==== Extrait de page

Pour Ghislaine Chartron, professeur en sciences de l’information et de la communication à l’Ursidoc-Lyon et à l’INRP, l’édition électronique modifie le marché, mais de façon différente selon qu’il s’agit de sciences humaines ou de sciences « dures », selon le type d’éditeur, les disciplines, les pays. Le producteur de savoir devient diffuseur (par exemple les cours en ligne) ; le diffuseur devient producteur (par exemple les bibliothèques). Quoi qu’il en soit, le numérique progresse inexorablement : les grands groupes internationaux effectuent les investissements nécessaires et de nouveaux éditeurs voient le jour. Mais les contenus en ligne sont très variables (accès libre total, accès libre aux derniers numéros, accès payant…). Leur acquisition par les bibliothèques est complexe (directe, via un consortium, viaagrégateur, gratuité…).
Marie-Dominique Heusse, directrice du service commun de la documentation (SCD) de l’université de Toulouse 1, rend compte d’une étude de la Commission européenne consacrée au marché des publications scientifiques en Europe, marché atypique où les chercheurs ne sont pas rémunérés pour leurs articles, les revues bénéficient d’un financement public tout en étant payées par les bibliothèques, les chercheurs sont à la fois producteurs et consommateurs des revues. Les revues électroniques se développent depuis 1995 avec certaines caractéristiques : l’auteur peut payer pour être publié ; l’accès gratuit s’accroît ; les grands éditeurs sont plus ouverts en matière de prépublication et postpublication et lancent de nouvelles revues ; les prix augmentent, mais moins vite que pendant la décennie précédente ; les éditeurs commerciaux sont plus chers ; les revues des éditeurs non commerciaux sont davantage citées, etc.
Les archives ouvertes
Gabriel Gallezot, maître de conférences en sciences de l’information et de la communication à l’Urfist de Nice, décrit le développement des archives ouvertes depuis 1991. Ces réservoirs d’articles présentés dans leurs différentes versions étaient au nombre de 31 en France en septembre 2005 contre 19 en décembre 2004. Ils contiennent de 10 à 30 000 documents, depuis la simple notice bibliographique jusqu’au rapport. Les documents des archives ouvertes, plus visibles, sont plus cités que les autres.
Jacques Hellemans, de la bibliothèque de sciences humaines de l’université libre de Bruxelles, présente Nereus (Network Economics Resources for European Scholars). Ce consortium de 14 bibliothèques universitaires européennes riches en documentation économique (pour la France, la bibliothèque de la Fondation nationale des sciences politiques) offre un portail des publications dans ce domaine, depuis les Working papers jusqu’aux articles publiés, aux catalogues des bibliothèques membres, aux sites Internet vérifiés et aux ressources statistiques. Le service clé en est Economists Online *, qui propose l’accès en ligne à la production complète de 500 économistes universitaires.

========

_Consigne:_ Donnez la suite de l'extrait sur l'édition scientifique électronique et les archives ouvertes, en commençant après sa dernière phrase. Les enregistrements qui suivent proviennent d'une autre source que l'extrait.

==== Entrées répertoriées

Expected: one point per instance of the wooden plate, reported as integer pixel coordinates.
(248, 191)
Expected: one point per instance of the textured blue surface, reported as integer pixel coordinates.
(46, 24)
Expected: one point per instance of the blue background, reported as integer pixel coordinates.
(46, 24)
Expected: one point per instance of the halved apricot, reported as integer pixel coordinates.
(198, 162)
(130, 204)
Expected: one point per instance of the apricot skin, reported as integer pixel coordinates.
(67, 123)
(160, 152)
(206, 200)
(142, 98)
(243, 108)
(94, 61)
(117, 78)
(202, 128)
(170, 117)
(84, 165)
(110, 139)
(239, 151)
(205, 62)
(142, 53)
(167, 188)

========

_Résultat obtenu:_
Le rôle de l’éditeur
Hervé Le Crosnier, maître de conférences à l’université de Caen, s’en prend au mythe de la CITATION« désintermédiation »/CITATION selon lequel Internet rendrait l’éditeur inutile. Or son travail matériel est indispensable, tout comme le comité rédactionnel de contrôle par les pairs. La nécessité de dater la paternité des recherches, la conservation par les bibliothèques et le besoin de versions stables, associés aux publications imprimées sur papier, doivent être retrouvés dans l’édition électronique avec les avantages du multimédia et de la large diffusion qu’elle permet. Internet rend nécessaire et possible l’évolution des presses universitaires et du (des) système(s) d’évaluation de la recherche.
Dominique Roux, directeur technique des Presses universitaires de Caen, décrit les aménagements de la chaîne éditoriale provoqués par l’intégration du numérique, du secrétariat de rédaction à la diffusion. La base reste le métier d’éditeur et l’objectif à moyen terme est de créer des espaces de diffusion numériques ayant la même légitimité que le papier.
Facteur d’impact et validation scientifique
Manuel Durand-Barthez, conservateur au SCD de l’uni-versité de Toulouse 3, rappelle l’importance pour un chercheur de voir ses travaux fréquemment cités dans des revues à fort facteur d’impact. L’Institute for Scientific Information de Philadelphie publie le Journal Citation Report qui définit le facteur d’impact des revues ainsi que le Science Citation Index et le Social Science Citation Index pour l’évaluation des auteurs. Ces publications dont l’influence reste prépondérante sont critiquées. Des nouvelles bases voient le jour tant pour l’évaluation des sources (celle élaborée par le département Sciences humaines du CNRS) que pour celle des auteurs (Citebase pour les sciences exactes et appliquées). Google Scholar, dernière née des sources de citations, est aussi la moins rigoureuse.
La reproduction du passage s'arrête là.